Exercise
Reproduce each record exactly. The pictures should be skipped.

== Records for this exercise ==

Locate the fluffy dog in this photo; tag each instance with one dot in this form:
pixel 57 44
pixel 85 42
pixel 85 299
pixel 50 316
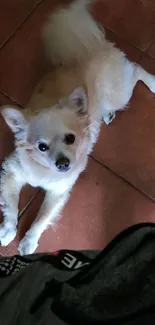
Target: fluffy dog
pixel 56 132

===

Exercise result
Locate the fluffy dog in this photo; tag each instance with one dot in this form:
pixel 57 44
pixel 85 42
pixel 85 299
pixel 50 316
Target: fluffy dog
pixel 56 132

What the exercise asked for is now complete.